EXERCISE GOAL
Copy everything from the start of the rows down to the line containing "holes: even-odd", keeping each line as it stands. Leave the pictures out of your answer.

Image segmentation rows
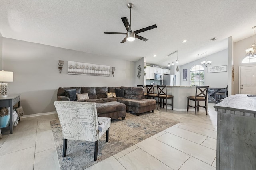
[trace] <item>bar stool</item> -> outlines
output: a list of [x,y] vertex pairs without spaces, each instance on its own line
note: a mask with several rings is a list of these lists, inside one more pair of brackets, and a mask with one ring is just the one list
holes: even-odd
[[[161,107],[162,104],[163,104],[163,108],[164,108],[164,105],[166,105],[166,111],[167,111],[167,105],[172,106],[172,110],[173,110],[173,96],[167,95],[167,89],[166,85],[157,85],[157,93],[158,95],[158,103],[157,104],[157,109],[158,109],[158,106],[160,104],[160,107]],[[167,104],[167,99],[172,99],[172,103]],[[162,99],[163,100],[162,102]],[[164,102],[166,100],[166,102]]]
[[215,93],[215,100],[216,102],[219,103],[220,101],[228,97],[228,86],[223,93]]
[[144,85],[137,85],[137,87],[142,87],[143,88],[143,90],[144,90],[144,97],[146,98],[147,96],[148,96],[148,93],[145,91],[145,89],[144,89]]
[[[205,108],[205,112],[206,113],[206,115],[208,115],[207,97],[208,88],[209,86],[196,86],[196,95],[187,97],[187,111],[188,111],[188,109],[190,107],[194,107],[195,108],[196,115],[196,110],[197,110],[198,112],[199,111],[199,107],[202,107]],[[195,106],[189,105],[189,100],[195,101]],[[204,106],[200,105],[199,101],[204,101]]]
[[157,97],[158,95],[155,93],[155,90],[154,89],[154,85],[146,85],[147,93],[148,93],[148,99],[155,99],[155,97]]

ANSWER
[trace] <item>bar stool</item> -> outlines
output: a list of [x,y] vertex pairs without spaces, each instance on its own line
note: a mask with several rings is a list of these lists, inside one more pair of brackets, and a mask with one ring is just the one list
holes: even-odd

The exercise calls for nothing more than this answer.